# [練習問題]
**a)** 胃がんの切除法についての本文と次の(i)〜(iii)が合っているかを判断してください。それぞれ「はい」か「いいえ」で答え、決め手となる本文の語句をそのまま引用すること。(i) 分割切除は一括切除よりも再発率が高い。(ii) 定型手術で切除するのは胃の半分以下である。(iii) 病理検査でがんが予想以上に広がっていた場合、手術は中止される。
**b)** 胃がんの切除法についての本文によると、縮小手術が標準的とされるのはどのような場合ですか。

# [本文]
2センチを超えるがんをいくつかに分割して切除することも可能ですが、こうなると分割した境目の部分は熱変性を受け、病理診断が非常に難しくなります。

「実際に分割切除のほうが再発率が高いのです。一括切除と分割切除では安心感が全く違います」と笹子さんは語っています。

病理検査で、予想を超えてがんが広がっていた場合には、ただちに定型手術などに変更して手術が行われます。万が一の場合、遅滞なく開腹手術に移れるのも、内視鏡的粘膜切除術の大きな利点といえます。

[内視鏡的粘膜切除術の方法]
内視鏡的粘膜切除術の方法

手術後遺症や合併症を防ぐ

縮小手術

リンパ節転移の可能性は低いけれど、内視鏡的粘膜切除術の対象にはならないという場合、縮小手術が標準的です。

定型手術では、胃の3分の2以上を切除するのに対し、縮小手術では胃の切除範囲を小さくしたり、リンパ節郭清の範囲を狭くします。

# [提供データ]
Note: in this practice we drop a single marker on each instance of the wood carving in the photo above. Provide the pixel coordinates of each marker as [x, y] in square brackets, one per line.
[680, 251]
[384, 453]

# [解答]
**a)**
(i) はい:「実際に分割切除のほうが再発率が高いのです。」
(ii) いいえ:「定型手術では、胃の3分の2以上を切除するのに対し」
(iii) いいえ:「ただちに定型手術などに変更して手術が行われます。」

**b)** リンパ節転移の可能性は低いが、内視鏡的粘膜切除術の対象にはならない場合です。